BEGIN WORKING DATA

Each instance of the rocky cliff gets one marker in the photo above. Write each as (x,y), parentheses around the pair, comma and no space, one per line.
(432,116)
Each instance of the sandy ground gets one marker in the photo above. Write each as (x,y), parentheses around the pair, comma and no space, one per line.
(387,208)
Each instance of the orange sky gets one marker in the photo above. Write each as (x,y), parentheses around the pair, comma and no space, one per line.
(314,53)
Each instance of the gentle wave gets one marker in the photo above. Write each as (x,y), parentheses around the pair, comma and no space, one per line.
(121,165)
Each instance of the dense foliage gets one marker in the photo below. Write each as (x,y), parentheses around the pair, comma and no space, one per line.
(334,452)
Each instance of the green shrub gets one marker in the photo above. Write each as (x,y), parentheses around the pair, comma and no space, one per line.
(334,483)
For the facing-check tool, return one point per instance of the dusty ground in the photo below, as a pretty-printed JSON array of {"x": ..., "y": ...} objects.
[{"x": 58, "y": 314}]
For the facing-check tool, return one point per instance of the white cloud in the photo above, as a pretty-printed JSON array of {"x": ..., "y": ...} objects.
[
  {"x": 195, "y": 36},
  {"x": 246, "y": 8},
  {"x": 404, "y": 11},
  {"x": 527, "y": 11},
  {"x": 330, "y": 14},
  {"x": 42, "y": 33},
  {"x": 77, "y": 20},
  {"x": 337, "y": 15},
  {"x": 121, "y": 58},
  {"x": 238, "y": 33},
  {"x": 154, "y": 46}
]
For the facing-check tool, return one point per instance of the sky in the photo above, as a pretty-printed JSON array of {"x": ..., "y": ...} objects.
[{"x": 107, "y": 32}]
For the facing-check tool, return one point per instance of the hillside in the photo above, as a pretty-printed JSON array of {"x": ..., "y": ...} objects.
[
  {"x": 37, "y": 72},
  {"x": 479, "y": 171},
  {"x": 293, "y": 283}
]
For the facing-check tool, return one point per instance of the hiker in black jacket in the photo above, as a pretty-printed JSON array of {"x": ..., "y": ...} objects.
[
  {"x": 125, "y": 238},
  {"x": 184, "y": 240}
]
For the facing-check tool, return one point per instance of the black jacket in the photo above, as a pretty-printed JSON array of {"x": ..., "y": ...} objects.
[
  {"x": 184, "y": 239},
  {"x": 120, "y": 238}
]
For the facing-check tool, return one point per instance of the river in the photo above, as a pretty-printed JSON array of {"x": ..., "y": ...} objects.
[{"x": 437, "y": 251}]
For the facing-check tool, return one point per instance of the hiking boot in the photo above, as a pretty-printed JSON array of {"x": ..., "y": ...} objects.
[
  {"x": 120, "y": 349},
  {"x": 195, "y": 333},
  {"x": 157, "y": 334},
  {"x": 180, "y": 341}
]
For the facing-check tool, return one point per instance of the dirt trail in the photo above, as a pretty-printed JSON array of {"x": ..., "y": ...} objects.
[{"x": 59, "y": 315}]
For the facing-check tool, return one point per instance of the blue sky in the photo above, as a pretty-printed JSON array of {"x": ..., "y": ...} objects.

END WORKING DATA

## EXERCISE GOAL
Reproduce the lines from the one containing "instance of the sky" to the end of the entries, keeping both ends and adding nothing.

## WRITTEN ANSWER
For the facing-check tool, return one point per instance of the sky in the photo above, as a pretty-printed JSON array of {"x": ..., "y": ...} objects.
[{"x": 107, "y": 32}]
For the facing-check tool, return one point per instance of the hillside in the photo above, as a pretty-printed JSON array of {"x": ..., "y": ...} objects.
[
  {"x": 37, "y": 72},
  {"x": 479, "y": 171},
  {"x": 293, "y": 283}
]
For the facing-check tool, return one point per instance of the hiker in black jacket in the photo above, as a pretty-printed JSON array of {"x": ..., "y": ...} objects.
[
  {"x": 125, "y": 238},
  {"x": 184, "y": 240}
]
For the facing-check tool, return one point per instance of the black jacket in the photo above, as a pretty-printed JSON array of {"x": ..., "y": ...} objects.
[
  {"x": 184, "y": 239},
  {"x": 120, "y": 238}
]
For the facing-check tool, return one point per instance of the river in the photo above, as a pretty-printed JSON array of {"x": ..., "y": ...} objects.
[{"x": 437, "y": 251}]
For the facing-check tool, return one point per instance of the hiking boot in the photo above, as a pretty-printed JSON array of {"x": ..., "y": ...} objects.
[
  {"x": 120, "y": 349},
  {"x": 195, "y": 333},
  {"x": 157, "y": 334},
  {"x": 180, "y": 341}
]
For the facing-check tool, return one point per instance of the dirt trail in the photo above, as a pretty-printed JSON array of {"x": ..., "y": ...} objects.
[{"x": 59, "y": 315}]
For the facing-check tool, return one point per instance of the blue sky in the photo above, as a pretty-printed JSON array of {"x": ..., "y": ...} objects.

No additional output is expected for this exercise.